**ARTICLE**
◇ ◇ ◇ ◇ ◇

Depression Never Tasted So Good
A little bit of this, a little bit of that
Listen to this week’s article with some drums for effect!
Real quick. Thanks for the people that send me messages and comment. I don’t always respond to them, but know (like deep down in your belly) that I see you. I. See. You.
‘Just one more chip,’ I say as I slide the salty corn chip past my lips.
I’ve had three pieces of sour candy from Trader Joe’s, a massive white bowl of air-popped popcorn, a small glass bowl with three huge scoops of dairy-free chocolate chip cookie dough ice cream (topped with a gluten-free cone and oat chocolate (also from Trader Joe’s–they should sponsor me–)), and now I’m on my second glass bowl of corn chips from Any Store Anywhere.
‘Should I stop eating?’ I think.
My stomach feels like it’s going to expand into the white, blue, and yellow light of my laptop. My pants don’t feel like my pants, but I can’t stop crunching on the corn chip that enters my mouth. Did I put the chip there? Or was it someone else?
I’m watching murder on my computer. It's not real murder, but fictional characters dressed up in red tights slicing and dicing unnamed bad guys with samurai swords and semi-automatics. Somehow, watching this much blood and hearing this much cursing doesn’t make me feel better. It feels like a separate punishment I’m doling out for myself.

◇ ◇ ◇ ◇ ◇

(Stored records)
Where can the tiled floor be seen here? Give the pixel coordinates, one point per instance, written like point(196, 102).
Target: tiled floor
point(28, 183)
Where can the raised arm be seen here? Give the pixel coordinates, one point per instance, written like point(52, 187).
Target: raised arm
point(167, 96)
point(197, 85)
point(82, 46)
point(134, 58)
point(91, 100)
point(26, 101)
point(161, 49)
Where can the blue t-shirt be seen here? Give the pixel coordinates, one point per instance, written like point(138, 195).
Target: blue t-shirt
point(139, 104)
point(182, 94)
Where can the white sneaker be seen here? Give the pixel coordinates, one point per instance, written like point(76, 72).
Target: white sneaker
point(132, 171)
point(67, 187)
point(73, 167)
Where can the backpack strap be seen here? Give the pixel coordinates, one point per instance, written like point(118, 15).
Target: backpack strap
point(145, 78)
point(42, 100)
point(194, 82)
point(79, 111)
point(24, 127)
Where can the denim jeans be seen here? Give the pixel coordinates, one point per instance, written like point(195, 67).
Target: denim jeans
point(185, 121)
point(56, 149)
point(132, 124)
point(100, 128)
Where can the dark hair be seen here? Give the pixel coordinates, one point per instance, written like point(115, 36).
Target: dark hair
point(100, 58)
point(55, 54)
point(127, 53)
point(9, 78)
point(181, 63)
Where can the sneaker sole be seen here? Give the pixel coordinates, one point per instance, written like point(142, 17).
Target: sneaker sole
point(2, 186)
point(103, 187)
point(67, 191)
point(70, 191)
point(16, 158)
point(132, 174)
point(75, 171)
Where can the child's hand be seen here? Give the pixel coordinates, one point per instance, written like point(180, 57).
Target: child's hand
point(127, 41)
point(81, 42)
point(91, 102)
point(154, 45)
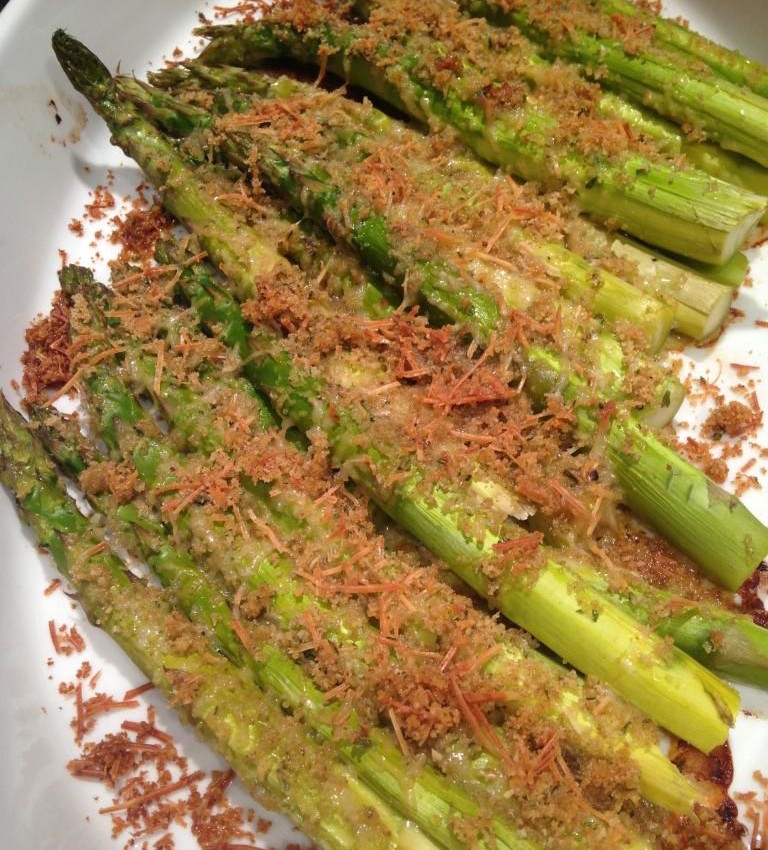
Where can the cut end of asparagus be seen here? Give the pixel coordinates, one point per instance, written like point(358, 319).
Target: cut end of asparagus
point(701, 519)
point(701, 306)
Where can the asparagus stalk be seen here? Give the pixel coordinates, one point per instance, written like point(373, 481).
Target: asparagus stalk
point(317, 185)
point(687, 92)
point(709, 525)
point(191, 415)
point(729, 64)
point(298, 398)
point(398, 254)
point(274, 755)
point(551, 590)
point(681, 211)
point(674, 143)
point(241, 570)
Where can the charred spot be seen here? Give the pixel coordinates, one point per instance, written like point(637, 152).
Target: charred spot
point(720, 764)
point(451, 63)
point(728, 811)
point(505, 95)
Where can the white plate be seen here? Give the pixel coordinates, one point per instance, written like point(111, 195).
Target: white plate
point(43, 185)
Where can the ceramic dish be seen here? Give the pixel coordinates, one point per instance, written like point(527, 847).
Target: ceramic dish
point(53, 154)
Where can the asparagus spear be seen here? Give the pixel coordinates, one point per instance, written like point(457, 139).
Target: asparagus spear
point(730, 644)
point(295, 397)
point(298, 397)
point(729, 64)
point(190, 414)
point(690, 510)
point(446, 288)
point(318, 184)
point(686, 92)
point(681, 211)
point(273, 754)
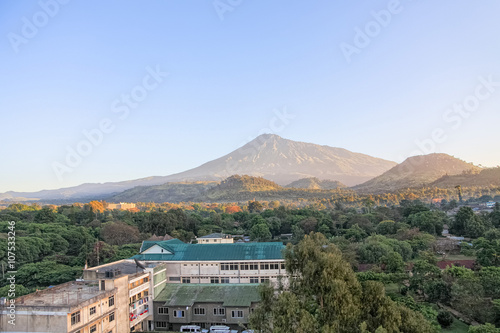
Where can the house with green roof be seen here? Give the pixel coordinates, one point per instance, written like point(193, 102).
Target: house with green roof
point(204, 305)
point(216, 263)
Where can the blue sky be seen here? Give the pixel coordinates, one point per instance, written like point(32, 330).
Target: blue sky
point(232, 64)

◇ ◇ ◇ ◇ ◇

**PROBLEM TO SOLVE**
Transcribe the article from "Depression Never Tasted" up to and including "eating?’ I think.".

**RESULT FOR THIS EXERCISE**
Depression Never Tasted So Good
A little bit of this, a little bit of that
Listen to this week’s article with some drums for effect!
Real quick. Thanks for the people that send me messages and comment. I don’t always respond to them, but know (like deep down in your belly) that I see you. I. See. You.
‘Just one more chip,’ I say as I slide the salty corn chip past my lips.
I’ve had three pieces of sour candy from Trader Joe’s, a massive white bowl of air-popped popcorn, a small glass bowl with three huge scoops of dairy-free chocolate chip cookie dough ice cream (topped with a gluten-free cone and oat chocolate (also from Trader Joe’s–they should sponsor me–)), and now I’m on my second glass bowl of corn chips from Any Store Anywhere.
‘Should I stop eating?’ I think.